● **Work instructions**: Extract the lines of the material below, from the line containing "In the photo above, where can the treeline" through the line containing "column 233, row 142", and reproduce them verbatim, including both end lines.

[Coordinate labeling data]

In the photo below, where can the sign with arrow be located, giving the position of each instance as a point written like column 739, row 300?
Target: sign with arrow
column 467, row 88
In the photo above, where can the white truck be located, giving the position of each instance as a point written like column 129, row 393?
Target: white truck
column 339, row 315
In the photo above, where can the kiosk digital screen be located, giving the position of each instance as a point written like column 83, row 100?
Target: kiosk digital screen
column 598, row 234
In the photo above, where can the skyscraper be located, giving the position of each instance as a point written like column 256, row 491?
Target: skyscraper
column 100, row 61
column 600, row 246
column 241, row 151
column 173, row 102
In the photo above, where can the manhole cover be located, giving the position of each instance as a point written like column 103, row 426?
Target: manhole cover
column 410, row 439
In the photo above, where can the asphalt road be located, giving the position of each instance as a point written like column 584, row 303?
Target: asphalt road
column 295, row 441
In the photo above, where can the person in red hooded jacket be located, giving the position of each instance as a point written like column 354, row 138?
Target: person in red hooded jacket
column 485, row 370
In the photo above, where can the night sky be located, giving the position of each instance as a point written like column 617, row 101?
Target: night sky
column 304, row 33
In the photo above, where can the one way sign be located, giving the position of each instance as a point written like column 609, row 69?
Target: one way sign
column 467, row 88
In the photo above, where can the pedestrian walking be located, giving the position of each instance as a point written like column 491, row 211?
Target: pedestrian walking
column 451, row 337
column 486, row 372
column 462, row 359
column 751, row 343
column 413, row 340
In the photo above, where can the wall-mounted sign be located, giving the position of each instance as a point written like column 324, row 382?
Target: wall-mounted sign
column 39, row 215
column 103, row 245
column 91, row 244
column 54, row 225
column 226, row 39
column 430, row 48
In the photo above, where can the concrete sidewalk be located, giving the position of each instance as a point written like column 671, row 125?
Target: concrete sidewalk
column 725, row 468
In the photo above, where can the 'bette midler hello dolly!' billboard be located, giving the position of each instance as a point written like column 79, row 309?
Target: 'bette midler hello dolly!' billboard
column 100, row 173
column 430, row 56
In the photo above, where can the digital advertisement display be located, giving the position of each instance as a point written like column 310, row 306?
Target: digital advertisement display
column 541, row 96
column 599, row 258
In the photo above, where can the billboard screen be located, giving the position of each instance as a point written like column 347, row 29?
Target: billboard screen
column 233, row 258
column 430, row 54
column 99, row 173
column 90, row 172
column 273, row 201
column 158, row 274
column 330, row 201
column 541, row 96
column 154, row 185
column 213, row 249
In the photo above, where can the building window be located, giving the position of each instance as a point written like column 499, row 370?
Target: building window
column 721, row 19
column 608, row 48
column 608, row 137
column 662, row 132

---

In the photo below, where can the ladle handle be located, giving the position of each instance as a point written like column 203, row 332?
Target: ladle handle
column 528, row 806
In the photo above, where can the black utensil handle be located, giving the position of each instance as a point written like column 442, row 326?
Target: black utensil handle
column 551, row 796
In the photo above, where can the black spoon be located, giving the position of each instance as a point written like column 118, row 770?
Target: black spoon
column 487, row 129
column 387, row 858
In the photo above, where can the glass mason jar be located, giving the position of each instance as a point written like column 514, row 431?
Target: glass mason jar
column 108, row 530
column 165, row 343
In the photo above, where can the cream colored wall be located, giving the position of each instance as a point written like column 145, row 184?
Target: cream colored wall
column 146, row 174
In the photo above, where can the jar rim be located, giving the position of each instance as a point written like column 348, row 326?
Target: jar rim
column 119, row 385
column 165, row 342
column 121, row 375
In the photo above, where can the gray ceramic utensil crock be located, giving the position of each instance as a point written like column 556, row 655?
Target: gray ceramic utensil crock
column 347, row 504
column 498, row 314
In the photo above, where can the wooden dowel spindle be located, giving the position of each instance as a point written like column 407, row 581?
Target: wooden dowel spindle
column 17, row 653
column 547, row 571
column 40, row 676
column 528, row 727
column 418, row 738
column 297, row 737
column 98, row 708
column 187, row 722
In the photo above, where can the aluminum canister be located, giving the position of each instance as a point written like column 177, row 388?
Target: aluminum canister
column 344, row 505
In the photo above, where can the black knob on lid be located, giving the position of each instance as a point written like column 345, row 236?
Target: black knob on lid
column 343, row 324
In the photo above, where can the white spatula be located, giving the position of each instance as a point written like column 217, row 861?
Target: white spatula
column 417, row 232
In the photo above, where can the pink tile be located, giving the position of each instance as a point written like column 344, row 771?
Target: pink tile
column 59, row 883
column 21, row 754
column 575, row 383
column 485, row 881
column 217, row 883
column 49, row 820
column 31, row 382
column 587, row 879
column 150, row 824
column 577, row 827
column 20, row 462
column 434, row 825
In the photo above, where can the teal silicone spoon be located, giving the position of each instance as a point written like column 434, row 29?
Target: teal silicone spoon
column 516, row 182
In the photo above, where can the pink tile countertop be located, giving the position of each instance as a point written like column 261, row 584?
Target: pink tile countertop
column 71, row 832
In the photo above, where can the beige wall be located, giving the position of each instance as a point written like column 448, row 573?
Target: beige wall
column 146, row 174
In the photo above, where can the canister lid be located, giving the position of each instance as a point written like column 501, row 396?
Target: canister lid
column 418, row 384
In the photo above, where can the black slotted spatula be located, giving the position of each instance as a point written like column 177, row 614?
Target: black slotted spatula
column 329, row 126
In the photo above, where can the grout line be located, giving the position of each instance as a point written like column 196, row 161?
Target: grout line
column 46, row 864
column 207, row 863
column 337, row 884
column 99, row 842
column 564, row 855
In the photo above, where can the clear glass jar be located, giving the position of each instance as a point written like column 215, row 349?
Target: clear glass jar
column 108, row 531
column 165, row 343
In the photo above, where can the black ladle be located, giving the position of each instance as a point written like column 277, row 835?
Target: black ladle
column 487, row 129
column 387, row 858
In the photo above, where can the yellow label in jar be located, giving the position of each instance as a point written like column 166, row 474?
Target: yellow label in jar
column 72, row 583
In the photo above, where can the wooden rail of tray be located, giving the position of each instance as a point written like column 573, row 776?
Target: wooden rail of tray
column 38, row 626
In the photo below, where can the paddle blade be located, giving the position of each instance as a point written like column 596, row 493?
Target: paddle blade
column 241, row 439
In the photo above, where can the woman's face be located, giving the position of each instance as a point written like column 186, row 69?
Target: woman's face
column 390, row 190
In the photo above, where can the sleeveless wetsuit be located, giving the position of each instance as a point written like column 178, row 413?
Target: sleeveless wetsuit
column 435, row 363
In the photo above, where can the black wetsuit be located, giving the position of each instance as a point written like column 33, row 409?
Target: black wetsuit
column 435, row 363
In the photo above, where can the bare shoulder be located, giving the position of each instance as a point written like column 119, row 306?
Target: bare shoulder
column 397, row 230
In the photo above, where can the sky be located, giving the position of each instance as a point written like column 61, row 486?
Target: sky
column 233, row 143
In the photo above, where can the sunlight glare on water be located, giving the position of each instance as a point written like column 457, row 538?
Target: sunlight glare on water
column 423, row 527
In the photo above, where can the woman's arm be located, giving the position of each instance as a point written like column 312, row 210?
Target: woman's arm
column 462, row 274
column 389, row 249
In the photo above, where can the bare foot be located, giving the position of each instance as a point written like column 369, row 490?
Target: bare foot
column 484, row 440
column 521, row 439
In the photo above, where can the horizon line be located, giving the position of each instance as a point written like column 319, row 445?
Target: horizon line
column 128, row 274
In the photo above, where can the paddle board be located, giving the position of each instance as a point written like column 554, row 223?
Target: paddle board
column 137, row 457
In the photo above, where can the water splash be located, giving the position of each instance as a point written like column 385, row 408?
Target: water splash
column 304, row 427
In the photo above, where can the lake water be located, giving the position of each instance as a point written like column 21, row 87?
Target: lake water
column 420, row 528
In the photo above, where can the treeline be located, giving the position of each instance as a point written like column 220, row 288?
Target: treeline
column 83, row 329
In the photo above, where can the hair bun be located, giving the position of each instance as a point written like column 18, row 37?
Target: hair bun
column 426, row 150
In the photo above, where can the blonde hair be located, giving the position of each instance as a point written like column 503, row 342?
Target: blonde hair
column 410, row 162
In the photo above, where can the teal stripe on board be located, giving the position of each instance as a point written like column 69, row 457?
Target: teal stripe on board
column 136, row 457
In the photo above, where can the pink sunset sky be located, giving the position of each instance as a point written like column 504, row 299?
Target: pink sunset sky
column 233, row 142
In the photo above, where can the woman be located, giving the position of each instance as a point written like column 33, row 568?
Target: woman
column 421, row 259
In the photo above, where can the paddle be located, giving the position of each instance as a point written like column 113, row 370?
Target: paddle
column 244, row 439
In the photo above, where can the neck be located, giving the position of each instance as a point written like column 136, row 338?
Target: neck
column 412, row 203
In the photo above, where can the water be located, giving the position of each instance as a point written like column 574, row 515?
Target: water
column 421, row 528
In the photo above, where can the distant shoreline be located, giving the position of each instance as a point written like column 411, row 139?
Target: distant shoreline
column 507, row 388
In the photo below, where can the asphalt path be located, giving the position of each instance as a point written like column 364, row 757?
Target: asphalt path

---

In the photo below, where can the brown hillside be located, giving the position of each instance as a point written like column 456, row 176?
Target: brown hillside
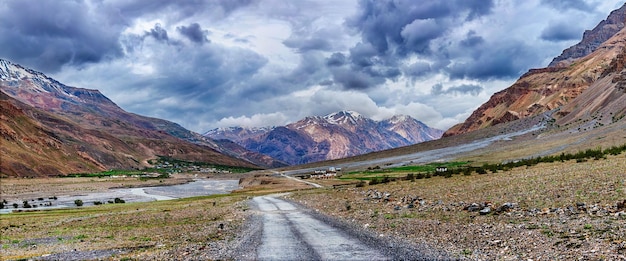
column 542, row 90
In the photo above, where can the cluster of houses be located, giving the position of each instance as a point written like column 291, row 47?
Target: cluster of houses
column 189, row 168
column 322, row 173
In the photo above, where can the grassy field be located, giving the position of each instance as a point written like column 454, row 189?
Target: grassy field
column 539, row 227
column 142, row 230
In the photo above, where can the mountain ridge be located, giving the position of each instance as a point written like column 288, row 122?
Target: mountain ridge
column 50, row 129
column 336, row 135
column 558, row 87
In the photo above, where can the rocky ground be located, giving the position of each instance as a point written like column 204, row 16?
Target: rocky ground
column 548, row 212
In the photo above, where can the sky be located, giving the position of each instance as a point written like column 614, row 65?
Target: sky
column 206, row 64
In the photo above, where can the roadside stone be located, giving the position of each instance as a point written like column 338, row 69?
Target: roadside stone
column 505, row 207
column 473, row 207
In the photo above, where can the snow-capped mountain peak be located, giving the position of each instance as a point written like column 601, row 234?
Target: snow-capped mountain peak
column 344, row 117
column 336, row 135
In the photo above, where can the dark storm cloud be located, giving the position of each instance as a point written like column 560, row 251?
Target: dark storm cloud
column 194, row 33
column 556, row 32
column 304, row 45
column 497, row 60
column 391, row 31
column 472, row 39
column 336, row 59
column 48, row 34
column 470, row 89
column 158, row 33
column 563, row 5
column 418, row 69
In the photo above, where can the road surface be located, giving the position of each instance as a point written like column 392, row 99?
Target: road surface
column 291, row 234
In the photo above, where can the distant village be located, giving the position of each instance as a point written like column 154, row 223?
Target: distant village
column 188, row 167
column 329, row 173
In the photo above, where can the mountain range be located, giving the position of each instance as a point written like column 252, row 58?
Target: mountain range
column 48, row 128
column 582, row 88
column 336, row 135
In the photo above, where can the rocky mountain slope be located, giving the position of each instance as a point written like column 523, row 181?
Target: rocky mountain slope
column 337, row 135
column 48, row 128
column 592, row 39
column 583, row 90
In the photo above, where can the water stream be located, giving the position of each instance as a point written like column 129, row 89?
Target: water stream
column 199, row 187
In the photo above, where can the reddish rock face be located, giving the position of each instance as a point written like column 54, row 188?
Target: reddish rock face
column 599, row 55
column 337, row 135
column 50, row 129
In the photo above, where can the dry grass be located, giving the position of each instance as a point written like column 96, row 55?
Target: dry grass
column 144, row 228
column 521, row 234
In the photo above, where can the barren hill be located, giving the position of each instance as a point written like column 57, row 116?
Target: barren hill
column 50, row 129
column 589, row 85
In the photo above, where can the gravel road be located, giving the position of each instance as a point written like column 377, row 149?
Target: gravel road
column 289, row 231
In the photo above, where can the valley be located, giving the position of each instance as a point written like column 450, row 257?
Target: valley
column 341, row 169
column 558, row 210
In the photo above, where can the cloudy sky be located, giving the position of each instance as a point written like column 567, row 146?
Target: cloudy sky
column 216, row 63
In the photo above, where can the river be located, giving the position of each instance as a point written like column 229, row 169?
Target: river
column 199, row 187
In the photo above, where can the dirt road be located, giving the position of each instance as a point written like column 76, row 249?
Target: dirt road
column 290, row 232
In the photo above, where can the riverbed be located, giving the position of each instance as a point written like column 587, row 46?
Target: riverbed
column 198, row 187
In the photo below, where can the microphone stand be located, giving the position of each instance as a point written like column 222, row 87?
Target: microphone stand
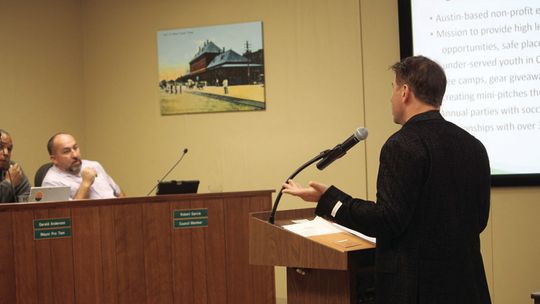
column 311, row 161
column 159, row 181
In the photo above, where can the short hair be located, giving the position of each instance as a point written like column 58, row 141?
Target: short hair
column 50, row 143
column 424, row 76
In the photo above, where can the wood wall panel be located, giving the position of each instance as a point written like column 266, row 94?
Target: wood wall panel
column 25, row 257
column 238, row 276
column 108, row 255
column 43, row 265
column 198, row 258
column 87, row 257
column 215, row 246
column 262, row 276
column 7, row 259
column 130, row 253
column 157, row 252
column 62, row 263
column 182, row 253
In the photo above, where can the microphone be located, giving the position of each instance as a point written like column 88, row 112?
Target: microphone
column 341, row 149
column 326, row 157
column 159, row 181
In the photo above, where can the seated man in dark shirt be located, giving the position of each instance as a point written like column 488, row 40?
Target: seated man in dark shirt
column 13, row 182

● **Full answer**:
In the photo above, where can the treeline be located, giving the position of each instance as a point written like column 220, row 288?
Target: treeline
column 83, row 329
In the photo above, where can the hair bun be located, giving the position of each instance as a point written like column 18, row 37?
Target: hair bun
column 426, row 150
In the photo above, where can the blonde hair be located, giving the position of each instance as a point written like column 503, row 342?
Target: blonde hair
column 410, row 162
In the photo above, where can the teal stripe on board be located, giving the position of each instance as a point written like column 69, row 457?
Target: teal stripe on board
column 136, row 457
In the photo above, where can the pink sunset sky be located, giving the position of each instance as a point written like column 504, row 299?
Target: pink sunset sky
column 233, row 142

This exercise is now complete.